§ **Excerpted passage**

= = = = = = =

J&J – ALEC Corporate Profit Sector Member.


J&J – ALEC Corporate Profit Sector Member.

 An excellent editorial on PR Watch this morning.

It kinda gives you a heads up with Johnson and Johnson are ALEC lovers.

Evidently Johnson and Johnson are probably really big fans of the ALEC Tort Reform Bootcamp booklet when it came out.  Johnson and Johnson must have sent a big ol’ congratulatory note to Scott Walker after passing his tort reform bill the first day in office.

I bet there is still a lot of money going back and forth between J&J and ALEC – to keep ALEC afloat.

Hey – J&J – get ready to pay back taxes and fines on that money you have and are giving to ALEC (donating - hah!)!
US taxpayers want that money you claimed as a deduction to a charity -  back - in taxes and fines.

A snip form the editorial on PR Watch – Read the whole thing >>>>HERE<<<<


Defective Products
Rolaids antacids were subject to a massive voluntary recall in 2010 due to contamination with a chemical called 2,4,6-tribromoanisole (TBA). Johnson & Johnson also recalled more than 135 million units of children's Tylenol, Benadryl, and Motrin medicines in 2010 for possible bacterial contamination and the presence of small metal parts.

In 2010, Johnson & Johnson’s then-CEO, William Weldon, was called before Congress after regulators learned that the company had also engaged in “stealth” recalls by buying up products -- supplies of the pain killer, Motrin -- rather than notifying the public of its need to recall defective Motrin tablets.

And, just this month, on April 10, a jury determined that a Johnson & Johnson subsidiary had downplayed and had hidden risks associated with the antipsychotic drug Risperdal. The Arkansas Attorney General is seeking fines of at least $1.1 billion for the 250,000 prescriptions of this drug that the state’s Medicaid program paid for over three and a half years. Johnson & Johnson is involved in other claims about this and other products as well.

For example, Johnson & Johnson has faced lawsuits over defective heart stents as well as hip replacement parts, the failure of which put at-risk American patients at additional risk from more surgery to address these defective medical devices. In the case of the defective hip joints, some recipients have experienced degradation of the soft tissue around the joint, leaving injured Americans unable to fully replace the defective part and instead suffering long-term disability in their mobility.

Through ALEC's "tort" task force, global corporations like Johnson & Johnson underwrite an agenda that would bar American families from suing if their loved one dies as a result of a drug if that drug were approved by the FDA. ALEC has pursued such legislation despite the long-history of inadequate regulation by the FDA and numerous recalls of dangerous or defective drugs--including numerous drugs manufactured by Johnson & Johnson.



Therefore, the question for investors becomes one of identifying the risks associated with companies that don’t share Coca-Cola’s discretion.  Understanding that companies act in the interest of their bottom line (and, hence, their value to investors), one wonders what function ALEC membership serves if a company like Coca-Cola no longer finds them a compatible partner.


Tell me J&J – how does having ALEC as a “compatible partner” affect your "bottom line".
J&J – ALEC Corporate Profit Sector Member.

= = = = = = =

§ **Given entries**
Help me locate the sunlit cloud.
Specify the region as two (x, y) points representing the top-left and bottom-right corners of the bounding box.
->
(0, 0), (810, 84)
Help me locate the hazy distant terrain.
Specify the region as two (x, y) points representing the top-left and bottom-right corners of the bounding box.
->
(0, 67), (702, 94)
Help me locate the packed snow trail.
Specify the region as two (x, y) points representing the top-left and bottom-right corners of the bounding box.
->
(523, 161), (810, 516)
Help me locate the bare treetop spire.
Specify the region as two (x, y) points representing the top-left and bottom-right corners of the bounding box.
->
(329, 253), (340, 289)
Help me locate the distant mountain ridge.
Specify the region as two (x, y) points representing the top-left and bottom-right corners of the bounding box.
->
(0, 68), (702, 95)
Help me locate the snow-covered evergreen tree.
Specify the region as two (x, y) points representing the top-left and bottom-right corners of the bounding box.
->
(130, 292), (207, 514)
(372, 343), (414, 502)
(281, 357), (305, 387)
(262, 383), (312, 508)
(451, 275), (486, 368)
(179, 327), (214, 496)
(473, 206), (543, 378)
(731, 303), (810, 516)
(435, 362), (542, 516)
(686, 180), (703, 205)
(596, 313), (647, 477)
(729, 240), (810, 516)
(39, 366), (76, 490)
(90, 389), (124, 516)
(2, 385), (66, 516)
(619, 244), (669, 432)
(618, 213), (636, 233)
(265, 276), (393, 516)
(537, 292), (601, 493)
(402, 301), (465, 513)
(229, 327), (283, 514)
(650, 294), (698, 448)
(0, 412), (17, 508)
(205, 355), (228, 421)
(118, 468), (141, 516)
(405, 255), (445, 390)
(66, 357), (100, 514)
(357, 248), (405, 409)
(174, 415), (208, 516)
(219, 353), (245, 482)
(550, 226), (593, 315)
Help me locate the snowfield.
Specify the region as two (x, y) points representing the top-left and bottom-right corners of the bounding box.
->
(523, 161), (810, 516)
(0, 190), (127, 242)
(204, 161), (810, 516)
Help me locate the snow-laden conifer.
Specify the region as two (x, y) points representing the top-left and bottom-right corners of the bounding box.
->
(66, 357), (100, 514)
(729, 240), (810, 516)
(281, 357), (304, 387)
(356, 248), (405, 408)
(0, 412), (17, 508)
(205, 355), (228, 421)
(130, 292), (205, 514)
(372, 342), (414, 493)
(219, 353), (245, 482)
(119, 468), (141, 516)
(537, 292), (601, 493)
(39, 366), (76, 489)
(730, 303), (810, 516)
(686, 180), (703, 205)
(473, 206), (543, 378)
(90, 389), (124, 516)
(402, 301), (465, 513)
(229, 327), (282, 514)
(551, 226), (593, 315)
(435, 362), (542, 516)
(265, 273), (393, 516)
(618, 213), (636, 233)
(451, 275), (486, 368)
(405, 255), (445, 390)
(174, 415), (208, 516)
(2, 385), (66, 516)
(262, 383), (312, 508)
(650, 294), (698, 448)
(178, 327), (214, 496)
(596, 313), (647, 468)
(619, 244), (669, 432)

= = = = = = =

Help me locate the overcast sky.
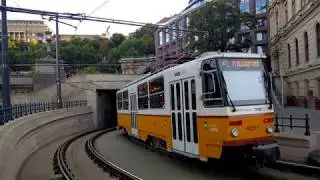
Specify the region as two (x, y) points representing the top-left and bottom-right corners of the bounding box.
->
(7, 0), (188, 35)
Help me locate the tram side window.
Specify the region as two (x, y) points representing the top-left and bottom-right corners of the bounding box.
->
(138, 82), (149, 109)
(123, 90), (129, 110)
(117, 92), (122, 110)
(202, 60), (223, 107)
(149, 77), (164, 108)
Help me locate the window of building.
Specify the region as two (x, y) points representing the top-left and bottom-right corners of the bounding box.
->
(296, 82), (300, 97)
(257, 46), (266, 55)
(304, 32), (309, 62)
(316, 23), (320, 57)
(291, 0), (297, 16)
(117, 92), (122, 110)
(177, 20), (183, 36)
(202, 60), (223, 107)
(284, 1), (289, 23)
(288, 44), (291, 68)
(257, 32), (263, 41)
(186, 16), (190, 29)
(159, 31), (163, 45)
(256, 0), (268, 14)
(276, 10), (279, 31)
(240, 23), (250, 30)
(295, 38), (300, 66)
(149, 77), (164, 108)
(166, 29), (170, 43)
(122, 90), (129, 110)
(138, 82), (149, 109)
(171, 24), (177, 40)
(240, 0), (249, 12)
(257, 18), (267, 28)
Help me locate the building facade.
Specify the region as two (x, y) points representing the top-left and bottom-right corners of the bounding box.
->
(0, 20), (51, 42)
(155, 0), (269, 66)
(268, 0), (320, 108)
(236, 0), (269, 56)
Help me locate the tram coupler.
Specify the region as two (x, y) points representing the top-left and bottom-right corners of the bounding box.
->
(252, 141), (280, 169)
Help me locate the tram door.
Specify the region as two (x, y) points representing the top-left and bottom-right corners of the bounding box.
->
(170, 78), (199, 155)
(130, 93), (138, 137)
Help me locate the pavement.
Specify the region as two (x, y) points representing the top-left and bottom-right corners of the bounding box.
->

= = = = = = =

§ **Required work**
A - According to the J&J–ALEC post, why was Johnson & Johnson's then-CEO, William Weldon, called before Congress in 2010? Answer in one to three sentences.
B - In the J&J–ALEC post, what amount in fines is the Arkansas Attorney General seeking?
C - Rewrite the J&J–ALEC post from "Evidently Johnson and" up to and including "(donating - hah!)!", substituting "celebratory" for "congratulatory".

§ **Task-by-task outputs**
A - Regulators learned that the company had engaged in "stealth" recalls. Instead of notifying the public that defective Motrin tablets needed to be recalled, it bought up supplies of the pain killer.

B - At least $1.1 billion.

C -
Evidently Johnson and Johnson are probably really big fans of the ALEC Tort Reform Bootcamp booklet when it came out.  Johnson and Johnson must have sent a big ol’ celebratory note to Scott Walker after passing his tort reform bill the first day in office.

I bet there is still a lot of money going back and forth between J&J and ALEC – to keep ALEC afloat.

Hey – J&J – get ready to pay back taxes and fines on that money you have and are giving to ALEC (donating - hah!)!